Entries shown Block Start

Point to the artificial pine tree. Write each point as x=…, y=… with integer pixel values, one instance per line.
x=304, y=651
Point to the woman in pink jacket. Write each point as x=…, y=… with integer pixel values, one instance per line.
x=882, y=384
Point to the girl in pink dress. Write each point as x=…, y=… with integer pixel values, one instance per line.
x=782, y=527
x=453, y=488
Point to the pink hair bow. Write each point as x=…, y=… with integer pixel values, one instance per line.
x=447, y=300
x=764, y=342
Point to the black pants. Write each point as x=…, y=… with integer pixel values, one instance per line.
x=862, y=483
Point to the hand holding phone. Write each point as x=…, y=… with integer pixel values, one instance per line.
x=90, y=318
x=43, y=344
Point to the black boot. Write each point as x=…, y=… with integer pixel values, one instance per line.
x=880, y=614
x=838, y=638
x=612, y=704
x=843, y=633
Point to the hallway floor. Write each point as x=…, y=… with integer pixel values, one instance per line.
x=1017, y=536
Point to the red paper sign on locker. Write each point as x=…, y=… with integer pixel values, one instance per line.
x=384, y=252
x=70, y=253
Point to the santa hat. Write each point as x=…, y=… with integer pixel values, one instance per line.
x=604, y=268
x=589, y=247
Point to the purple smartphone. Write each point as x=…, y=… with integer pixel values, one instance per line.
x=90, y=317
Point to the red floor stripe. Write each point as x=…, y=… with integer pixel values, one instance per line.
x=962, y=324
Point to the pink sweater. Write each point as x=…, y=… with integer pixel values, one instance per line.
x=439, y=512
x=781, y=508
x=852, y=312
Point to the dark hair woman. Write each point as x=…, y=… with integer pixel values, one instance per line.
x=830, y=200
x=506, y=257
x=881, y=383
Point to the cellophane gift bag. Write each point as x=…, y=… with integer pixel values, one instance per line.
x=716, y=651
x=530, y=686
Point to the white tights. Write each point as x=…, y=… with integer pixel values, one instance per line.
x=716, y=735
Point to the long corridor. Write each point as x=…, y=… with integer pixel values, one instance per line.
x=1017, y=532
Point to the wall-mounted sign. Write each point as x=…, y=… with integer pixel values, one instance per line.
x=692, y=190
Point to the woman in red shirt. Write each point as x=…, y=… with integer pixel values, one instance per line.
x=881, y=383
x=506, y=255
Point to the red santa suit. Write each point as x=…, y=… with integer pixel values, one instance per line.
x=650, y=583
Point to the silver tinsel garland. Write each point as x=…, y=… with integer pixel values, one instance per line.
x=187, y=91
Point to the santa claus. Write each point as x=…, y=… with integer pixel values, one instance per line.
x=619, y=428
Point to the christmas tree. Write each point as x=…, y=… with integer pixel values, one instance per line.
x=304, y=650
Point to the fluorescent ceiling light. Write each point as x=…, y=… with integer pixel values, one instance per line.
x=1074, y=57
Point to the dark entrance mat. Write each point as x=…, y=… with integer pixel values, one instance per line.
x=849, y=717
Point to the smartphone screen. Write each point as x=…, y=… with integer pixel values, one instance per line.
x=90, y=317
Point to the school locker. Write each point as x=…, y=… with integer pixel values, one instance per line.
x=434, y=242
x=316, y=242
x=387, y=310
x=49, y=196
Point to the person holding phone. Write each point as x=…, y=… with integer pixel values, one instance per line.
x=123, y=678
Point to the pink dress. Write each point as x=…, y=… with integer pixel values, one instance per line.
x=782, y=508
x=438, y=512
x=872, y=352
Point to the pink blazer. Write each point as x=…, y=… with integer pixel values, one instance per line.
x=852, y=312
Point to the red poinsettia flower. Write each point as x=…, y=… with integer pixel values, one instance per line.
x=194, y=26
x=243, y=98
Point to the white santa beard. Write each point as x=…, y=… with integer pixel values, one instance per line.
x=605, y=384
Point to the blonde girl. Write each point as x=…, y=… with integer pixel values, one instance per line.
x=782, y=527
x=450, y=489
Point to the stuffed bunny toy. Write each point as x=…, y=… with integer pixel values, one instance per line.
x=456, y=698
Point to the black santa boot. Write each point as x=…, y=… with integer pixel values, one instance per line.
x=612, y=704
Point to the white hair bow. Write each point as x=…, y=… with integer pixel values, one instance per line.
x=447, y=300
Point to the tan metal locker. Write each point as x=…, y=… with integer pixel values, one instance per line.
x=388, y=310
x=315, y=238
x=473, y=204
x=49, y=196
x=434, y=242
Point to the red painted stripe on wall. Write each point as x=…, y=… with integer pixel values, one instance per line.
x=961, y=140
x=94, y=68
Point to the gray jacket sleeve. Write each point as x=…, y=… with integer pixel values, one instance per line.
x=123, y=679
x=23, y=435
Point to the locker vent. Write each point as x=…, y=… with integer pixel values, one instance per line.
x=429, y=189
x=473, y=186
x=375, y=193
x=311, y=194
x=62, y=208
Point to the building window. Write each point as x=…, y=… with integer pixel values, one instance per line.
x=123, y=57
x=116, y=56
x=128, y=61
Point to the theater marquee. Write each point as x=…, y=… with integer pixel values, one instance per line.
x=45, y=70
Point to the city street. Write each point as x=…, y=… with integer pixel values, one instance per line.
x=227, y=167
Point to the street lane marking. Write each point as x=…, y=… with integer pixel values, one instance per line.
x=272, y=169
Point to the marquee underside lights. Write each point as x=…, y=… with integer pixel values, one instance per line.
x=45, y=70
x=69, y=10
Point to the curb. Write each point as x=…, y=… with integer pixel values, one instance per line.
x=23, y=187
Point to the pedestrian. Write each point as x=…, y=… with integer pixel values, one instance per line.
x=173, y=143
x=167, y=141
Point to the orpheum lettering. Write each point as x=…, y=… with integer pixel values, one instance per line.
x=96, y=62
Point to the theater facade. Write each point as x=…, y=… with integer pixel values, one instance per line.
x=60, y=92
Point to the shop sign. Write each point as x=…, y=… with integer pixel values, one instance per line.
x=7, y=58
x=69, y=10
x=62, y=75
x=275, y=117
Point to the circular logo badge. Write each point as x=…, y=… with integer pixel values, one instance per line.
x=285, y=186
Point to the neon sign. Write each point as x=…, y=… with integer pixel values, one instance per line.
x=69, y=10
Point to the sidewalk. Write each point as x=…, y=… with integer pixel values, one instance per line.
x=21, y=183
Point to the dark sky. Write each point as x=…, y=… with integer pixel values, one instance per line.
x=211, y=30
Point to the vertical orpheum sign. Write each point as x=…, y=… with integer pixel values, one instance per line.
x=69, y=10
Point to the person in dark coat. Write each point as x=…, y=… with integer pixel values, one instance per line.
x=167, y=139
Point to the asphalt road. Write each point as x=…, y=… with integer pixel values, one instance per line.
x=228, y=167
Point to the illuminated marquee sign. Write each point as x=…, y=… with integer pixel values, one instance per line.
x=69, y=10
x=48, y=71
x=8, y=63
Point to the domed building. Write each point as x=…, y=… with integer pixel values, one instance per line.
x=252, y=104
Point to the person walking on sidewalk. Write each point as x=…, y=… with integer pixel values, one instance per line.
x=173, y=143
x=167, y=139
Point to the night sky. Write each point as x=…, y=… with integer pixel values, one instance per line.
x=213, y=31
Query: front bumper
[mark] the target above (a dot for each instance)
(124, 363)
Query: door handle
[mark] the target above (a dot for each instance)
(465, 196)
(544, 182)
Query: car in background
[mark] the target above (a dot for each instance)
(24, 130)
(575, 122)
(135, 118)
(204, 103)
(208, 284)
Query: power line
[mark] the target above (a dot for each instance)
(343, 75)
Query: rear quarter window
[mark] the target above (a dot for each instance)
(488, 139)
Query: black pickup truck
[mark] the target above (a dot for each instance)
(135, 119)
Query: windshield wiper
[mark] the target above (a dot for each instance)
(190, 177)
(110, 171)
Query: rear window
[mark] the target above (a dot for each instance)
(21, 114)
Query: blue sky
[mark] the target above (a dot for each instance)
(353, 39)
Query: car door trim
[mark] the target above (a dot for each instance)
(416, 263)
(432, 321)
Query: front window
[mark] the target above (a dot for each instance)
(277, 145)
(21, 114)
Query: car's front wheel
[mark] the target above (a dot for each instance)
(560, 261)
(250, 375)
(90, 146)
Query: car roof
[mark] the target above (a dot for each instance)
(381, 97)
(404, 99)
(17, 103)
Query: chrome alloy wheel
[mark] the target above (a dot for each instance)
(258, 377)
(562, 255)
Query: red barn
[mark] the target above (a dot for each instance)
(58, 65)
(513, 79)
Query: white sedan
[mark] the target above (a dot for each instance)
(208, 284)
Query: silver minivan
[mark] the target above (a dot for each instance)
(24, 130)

Entries shown Block End

## Work item
From the entries above, copy out every line where the string "front" appears.

## Task answer
Query: front bumper
Query: front window
Query: car's front wheel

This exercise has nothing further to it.